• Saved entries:
________________________________________

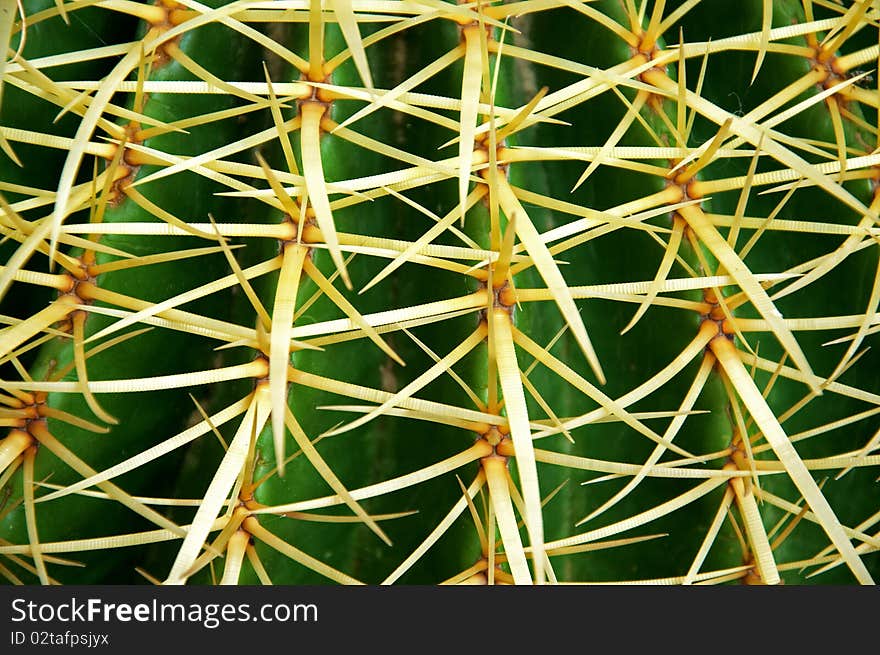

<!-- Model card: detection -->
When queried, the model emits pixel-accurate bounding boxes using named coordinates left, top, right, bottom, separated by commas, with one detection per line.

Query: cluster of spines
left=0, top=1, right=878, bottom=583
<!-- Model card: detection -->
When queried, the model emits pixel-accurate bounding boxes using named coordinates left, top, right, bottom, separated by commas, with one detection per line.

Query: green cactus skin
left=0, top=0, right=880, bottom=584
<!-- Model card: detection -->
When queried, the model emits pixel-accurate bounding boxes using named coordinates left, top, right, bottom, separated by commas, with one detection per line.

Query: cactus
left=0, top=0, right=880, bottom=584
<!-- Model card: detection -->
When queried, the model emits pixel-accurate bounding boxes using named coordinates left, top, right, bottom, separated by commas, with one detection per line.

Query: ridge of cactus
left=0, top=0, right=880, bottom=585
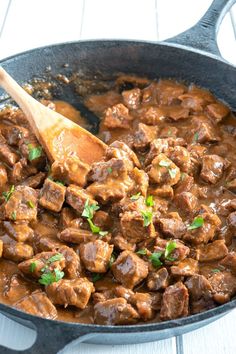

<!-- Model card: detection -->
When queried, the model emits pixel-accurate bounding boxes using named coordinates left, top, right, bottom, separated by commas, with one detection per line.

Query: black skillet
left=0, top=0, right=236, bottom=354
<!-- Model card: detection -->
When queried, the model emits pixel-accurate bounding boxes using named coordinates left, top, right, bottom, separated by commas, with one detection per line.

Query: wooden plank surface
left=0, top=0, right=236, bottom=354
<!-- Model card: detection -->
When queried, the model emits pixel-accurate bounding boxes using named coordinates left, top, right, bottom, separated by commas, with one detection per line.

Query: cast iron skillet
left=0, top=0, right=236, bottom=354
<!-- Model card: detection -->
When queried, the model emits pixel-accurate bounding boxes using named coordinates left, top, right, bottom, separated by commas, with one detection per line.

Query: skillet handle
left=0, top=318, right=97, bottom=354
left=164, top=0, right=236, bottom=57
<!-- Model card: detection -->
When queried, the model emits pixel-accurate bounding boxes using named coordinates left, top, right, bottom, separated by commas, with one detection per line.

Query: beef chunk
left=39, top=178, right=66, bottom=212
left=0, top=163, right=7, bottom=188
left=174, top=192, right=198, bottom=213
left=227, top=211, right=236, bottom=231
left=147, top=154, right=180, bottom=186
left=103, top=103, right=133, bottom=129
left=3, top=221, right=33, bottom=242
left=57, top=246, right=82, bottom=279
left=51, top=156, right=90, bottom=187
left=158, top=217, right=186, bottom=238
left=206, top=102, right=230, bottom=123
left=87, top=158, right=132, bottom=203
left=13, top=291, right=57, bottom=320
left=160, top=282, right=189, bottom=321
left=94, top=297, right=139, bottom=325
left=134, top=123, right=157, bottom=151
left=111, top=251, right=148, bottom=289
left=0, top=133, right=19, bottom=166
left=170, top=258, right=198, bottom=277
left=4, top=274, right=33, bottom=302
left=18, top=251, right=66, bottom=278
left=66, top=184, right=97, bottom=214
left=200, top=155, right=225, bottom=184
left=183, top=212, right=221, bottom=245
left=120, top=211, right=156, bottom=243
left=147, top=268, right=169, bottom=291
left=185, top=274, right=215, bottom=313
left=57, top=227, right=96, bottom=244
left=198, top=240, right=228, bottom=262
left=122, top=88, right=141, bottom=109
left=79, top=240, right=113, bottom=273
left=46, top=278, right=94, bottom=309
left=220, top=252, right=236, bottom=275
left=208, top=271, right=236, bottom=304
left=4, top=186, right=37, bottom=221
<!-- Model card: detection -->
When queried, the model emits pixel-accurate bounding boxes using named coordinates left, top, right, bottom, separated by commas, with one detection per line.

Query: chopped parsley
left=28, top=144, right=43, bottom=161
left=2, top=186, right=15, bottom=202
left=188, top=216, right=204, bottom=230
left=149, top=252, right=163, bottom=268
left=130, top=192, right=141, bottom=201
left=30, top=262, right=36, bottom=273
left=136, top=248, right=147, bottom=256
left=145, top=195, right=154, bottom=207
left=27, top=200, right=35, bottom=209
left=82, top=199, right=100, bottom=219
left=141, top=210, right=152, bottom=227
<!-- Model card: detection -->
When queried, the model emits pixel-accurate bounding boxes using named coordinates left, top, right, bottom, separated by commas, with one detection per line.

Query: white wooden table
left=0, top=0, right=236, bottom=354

________________________________________

• Given exercise:
Render the records above as a Markdown table with the columns Row and Line, from the first line of the records through the line that contains "left=0, top=1, right=878, bottom=583". Leave out blank lines and pictures.

• Answer for this exercise:
| Row | Line |
|---|---|
| 1 | <!-- Model card: detection --> |
| 2 | When queried, the model emits pixel-accurate bounding boxes using named coordinates left, top, right, bottom, separated by commas, with one detection per line. |
| 3 | Query: cluster of spines |
| 4 | left=0, top=1, right=878, bottom=583 |